Begin Exercise input

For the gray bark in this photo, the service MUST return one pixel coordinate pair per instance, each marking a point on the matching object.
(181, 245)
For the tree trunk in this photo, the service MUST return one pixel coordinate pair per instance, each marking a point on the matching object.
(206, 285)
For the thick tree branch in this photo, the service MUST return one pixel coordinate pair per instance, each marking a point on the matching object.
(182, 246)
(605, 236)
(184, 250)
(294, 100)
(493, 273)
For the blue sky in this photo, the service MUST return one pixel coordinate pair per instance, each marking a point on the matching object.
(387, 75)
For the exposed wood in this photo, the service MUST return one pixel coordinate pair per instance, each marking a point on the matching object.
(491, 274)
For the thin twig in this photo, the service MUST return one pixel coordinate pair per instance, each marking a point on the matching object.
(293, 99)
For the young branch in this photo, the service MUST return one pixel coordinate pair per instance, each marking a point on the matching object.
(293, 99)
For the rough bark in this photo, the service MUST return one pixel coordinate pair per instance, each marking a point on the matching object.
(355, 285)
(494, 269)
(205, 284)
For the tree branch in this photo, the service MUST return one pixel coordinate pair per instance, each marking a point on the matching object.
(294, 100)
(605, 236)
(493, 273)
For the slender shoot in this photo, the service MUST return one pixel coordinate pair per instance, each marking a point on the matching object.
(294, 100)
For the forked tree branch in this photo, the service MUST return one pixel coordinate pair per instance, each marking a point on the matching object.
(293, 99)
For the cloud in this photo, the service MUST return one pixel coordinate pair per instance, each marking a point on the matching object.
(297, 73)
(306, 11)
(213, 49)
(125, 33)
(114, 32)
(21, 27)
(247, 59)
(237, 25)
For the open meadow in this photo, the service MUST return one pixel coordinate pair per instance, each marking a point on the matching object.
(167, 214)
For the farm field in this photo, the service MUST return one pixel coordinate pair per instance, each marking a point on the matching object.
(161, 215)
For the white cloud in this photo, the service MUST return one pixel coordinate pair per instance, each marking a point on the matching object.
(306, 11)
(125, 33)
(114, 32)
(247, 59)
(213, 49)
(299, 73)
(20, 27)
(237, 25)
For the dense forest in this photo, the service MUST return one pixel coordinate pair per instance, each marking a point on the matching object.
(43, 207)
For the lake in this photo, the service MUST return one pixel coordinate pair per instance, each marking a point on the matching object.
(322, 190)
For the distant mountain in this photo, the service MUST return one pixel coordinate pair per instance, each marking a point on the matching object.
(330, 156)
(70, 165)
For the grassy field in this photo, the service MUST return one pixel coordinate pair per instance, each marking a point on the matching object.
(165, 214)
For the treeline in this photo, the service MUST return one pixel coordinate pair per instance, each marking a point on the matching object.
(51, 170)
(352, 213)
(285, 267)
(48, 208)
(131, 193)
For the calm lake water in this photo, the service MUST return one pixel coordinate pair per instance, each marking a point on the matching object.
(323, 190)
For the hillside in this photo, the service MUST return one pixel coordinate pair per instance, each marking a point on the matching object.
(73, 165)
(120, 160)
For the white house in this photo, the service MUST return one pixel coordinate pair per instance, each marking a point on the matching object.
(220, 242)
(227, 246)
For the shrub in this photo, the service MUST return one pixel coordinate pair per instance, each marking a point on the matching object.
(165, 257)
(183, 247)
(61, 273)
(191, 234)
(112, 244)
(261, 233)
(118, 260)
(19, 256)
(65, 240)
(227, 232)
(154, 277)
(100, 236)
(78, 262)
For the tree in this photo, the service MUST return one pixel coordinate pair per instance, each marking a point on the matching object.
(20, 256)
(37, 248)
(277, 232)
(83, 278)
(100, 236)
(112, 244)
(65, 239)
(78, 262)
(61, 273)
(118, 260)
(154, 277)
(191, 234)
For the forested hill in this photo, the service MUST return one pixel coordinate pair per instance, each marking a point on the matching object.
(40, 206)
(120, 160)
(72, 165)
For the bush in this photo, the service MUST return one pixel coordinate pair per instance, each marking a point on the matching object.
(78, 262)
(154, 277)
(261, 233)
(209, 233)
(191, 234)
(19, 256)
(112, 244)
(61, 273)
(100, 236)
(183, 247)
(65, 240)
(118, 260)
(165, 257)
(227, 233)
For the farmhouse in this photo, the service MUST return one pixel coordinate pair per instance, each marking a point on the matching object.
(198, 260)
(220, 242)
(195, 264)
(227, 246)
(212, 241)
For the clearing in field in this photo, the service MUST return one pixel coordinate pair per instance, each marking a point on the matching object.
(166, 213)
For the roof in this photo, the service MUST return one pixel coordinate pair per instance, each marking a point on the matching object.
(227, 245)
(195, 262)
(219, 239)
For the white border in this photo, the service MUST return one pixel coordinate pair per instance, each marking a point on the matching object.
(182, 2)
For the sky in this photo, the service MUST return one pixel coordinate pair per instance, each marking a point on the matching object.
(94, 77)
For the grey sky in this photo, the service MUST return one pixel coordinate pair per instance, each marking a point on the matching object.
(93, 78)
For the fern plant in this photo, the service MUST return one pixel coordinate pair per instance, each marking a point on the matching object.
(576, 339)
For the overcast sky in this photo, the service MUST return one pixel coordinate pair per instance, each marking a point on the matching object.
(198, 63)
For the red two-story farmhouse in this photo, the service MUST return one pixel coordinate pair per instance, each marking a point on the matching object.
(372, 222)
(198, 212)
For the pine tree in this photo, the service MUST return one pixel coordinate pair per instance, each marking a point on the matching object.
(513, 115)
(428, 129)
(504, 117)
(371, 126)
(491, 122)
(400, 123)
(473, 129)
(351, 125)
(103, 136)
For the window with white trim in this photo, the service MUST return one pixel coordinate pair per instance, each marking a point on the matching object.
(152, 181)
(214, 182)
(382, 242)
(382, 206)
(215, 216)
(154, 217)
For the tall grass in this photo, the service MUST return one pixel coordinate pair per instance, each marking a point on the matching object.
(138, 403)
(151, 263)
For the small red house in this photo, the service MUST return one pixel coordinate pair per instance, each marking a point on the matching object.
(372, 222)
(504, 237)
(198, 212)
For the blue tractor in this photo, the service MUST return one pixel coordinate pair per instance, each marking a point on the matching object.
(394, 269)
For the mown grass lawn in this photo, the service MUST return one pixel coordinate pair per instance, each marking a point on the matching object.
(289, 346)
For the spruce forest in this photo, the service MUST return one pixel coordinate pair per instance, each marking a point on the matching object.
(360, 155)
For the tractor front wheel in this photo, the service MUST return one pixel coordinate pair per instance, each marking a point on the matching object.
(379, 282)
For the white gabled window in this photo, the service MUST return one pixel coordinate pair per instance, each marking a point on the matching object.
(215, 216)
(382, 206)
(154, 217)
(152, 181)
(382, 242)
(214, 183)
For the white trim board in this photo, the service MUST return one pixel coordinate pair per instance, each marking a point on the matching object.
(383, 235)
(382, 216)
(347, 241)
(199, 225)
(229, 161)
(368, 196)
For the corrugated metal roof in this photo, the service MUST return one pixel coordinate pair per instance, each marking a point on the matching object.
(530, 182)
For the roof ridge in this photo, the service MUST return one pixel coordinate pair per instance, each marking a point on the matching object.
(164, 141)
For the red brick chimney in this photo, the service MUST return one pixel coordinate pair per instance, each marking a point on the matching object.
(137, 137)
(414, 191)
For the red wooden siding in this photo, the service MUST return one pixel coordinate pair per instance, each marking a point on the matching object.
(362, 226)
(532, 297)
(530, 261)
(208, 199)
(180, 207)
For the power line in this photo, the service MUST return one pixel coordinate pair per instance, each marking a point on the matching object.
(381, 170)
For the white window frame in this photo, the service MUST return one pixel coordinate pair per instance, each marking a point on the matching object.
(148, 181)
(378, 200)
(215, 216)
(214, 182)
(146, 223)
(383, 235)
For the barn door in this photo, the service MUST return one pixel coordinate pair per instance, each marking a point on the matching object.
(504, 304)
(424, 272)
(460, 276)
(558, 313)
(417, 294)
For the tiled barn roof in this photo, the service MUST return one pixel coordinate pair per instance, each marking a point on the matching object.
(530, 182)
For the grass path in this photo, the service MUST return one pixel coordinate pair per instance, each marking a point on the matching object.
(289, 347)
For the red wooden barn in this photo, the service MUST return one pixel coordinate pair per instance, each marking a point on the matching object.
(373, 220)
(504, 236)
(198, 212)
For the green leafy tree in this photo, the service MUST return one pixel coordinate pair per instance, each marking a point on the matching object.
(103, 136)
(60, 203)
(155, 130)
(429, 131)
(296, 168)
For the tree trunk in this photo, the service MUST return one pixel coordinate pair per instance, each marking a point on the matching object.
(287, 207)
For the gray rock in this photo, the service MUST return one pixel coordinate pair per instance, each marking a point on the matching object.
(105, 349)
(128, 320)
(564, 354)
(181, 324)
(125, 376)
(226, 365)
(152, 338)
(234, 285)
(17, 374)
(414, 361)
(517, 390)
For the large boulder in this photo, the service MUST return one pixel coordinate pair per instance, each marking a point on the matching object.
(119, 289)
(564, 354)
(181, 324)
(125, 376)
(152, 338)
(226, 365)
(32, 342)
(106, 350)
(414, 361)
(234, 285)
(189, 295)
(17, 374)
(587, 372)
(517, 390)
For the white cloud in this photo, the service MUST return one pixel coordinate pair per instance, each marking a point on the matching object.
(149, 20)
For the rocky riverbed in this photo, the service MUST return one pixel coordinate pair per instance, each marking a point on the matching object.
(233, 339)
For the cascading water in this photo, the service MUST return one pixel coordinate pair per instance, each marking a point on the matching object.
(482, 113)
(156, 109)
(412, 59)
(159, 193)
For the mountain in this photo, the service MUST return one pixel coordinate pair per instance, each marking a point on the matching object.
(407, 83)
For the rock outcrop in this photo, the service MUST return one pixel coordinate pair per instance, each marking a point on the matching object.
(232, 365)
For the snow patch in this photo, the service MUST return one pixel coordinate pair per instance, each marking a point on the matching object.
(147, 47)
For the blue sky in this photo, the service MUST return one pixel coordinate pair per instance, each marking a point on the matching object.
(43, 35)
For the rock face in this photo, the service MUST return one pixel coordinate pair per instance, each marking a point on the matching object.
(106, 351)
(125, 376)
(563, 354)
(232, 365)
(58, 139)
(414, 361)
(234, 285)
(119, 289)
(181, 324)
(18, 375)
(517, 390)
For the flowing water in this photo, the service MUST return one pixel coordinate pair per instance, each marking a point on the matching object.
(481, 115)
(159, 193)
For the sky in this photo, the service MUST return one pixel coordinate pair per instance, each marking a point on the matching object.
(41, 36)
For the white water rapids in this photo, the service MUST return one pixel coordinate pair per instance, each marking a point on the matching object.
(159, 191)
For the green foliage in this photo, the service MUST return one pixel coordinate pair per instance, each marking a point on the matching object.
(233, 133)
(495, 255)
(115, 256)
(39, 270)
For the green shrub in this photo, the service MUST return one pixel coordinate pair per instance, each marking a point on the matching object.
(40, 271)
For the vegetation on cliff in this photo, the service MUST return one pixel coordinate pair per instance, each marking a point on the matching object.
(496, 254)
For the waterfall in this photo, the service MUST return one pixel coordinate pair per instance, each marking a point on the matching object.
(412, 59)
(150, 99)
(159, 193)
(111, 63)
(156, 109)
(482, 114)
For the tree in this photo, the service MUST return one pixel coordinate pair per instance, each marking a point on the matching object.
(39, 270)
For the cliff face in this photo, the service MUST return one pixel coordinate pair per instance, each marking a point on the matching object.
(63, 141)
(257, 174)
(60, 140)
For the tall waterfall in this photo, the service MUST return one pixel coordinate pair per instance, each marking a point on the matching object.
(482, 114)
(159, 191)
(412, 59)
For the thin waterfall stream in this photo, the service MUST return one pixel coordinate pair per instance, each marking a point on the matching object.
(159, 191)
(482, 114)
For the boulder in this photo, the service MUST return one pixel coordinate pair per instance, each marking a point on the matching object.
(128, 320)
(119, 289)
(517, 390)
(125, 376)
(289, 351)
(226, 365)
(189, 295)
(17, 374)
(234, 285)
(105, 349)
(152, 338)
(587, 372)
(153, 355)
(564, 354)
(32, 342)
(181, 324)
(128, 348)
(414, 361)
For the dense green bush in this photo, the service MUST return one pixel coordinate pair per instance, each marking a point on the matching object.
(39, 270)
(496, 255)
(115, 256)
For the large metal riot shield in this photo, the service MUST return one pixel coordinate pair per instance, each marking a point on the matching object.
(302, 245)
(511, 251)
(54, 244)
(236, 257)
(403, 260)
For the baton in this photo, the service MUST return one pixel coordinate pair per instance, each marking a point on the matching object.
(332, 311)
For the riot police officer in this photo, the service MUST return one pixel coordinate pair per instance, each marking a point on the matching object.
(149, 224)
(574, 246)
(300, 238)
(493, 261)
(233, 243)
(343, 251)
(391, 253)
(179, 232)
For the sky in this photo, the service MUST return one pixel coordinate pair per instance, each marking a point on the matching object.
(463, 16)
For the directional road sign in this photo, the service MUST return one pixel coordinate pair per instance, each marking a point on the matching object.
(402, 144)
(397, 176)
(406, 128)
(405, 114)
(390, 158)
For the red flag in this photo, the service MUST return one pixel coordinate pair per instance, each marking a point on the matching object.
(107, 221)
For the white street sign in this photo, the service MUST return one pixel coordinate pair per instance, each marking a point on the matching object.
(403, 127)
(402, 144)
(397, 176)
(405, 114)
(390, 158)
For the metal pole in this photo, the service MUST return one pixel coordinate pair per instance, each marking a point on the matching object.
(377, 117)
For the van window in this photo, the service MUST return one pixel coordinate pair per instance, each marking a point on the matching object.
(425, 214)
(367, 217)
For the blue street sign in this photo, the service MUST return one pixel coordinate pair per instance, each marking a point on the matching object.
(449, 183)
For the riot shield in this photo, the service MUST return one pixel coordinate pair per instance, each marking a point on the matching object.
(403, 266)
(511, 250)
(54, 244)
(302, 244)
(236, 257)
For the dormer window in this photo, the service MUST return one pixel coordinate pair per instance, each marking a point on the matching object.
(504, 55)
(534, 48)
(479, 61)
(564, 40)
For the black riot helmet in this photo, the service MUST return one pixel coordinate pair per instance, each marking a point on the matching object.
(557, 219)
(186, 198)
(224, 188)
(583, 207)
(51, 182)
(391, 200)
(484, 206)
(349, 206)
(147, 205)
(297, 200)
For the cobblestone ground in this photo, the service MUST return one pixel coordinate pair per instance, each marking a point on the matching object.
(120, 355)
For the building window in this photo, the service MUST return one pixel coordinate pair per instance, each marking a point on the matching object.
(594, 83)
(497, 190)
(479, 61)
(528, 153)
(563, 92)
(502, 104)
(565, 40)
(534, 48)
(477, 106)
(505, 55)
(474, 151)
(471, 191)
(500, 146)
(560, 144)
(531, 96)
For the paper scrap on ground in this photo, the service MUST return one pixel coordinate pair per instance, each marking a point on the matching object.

End Exercise input

• _Your goal_
All lines from the line containing "For the red flag" through the end of the listing above are to be duplicated exactly; include both ends and nothing further.

• _Solution to the exercise_
For the red flag in this photo, the service MUST return one pixel coordinate pair per instance, each marking a point on the matching object.
(107, 221)
For the white street sign in this photo, the service MUST return one pixel coordinate pair per instance, each marking a point on the matching object.
(403, 127)
(402, 144)
(397, 176)
(405, 114)
(390, 158)
For the metal pole in this photo, the service MUST return one pixel coordinate pair per instance, each marking a point on the matching object.
(377, 117)
For the van window in this photo, the service MUST return one pixel coordinate pair per instance, each marking a point on the matching object.
(425, 214)
(367, 217)
For the blue street sign in this photo, the service MUST return one pixel coordinate pair per instance, each marking a point on the matching object.
(449, 183)
For the riot shield in this photo, the service MUST return one pixel coordinate pair per instance, each marking a point on the matching object.
(403, 266)
(511, 250)
(54, 244)
(302, 244)
(236, 257)
For the dormer window in this photo, the service MUST return one pixel coordinate pair per instance, each marking a point on the matching object.
(504, 55)
(534, 48)
(479, 61)
(564, 40)
For the black riot helmet in this photo, the service MUST return one pixel coordinate pair per instance, each marking a point on the matching object.
(557, 219)
(186, 198)
(224, 188)
(583, 207)
(51, 182)
(391, 200)
(484, 206)
(349, 206)
(147, 205)
(297, 200)
For the cobblestone ground in this photo, the service MUST return one pixel coordinate pair per instance, each marking a point on the matching object.
(120, 355)
For the building window in this photo, the service MUST return one pixel coordinate pair per instance, each marking a point on the matching object.
(594, 83)
(497, 190)
(479, 61)
(528, 153)
(563, 92)
(502, 104)
(565, 40)
(534, 48)
(477, 106)
(505, 55)
(474, 151)
(471, 191)
(500, 146)
(560, 144)
(531, 96)
For the paper scrap on ground in this photo, the service MUST return one pixel coordinate pair per instance, each marking a point on the matching object.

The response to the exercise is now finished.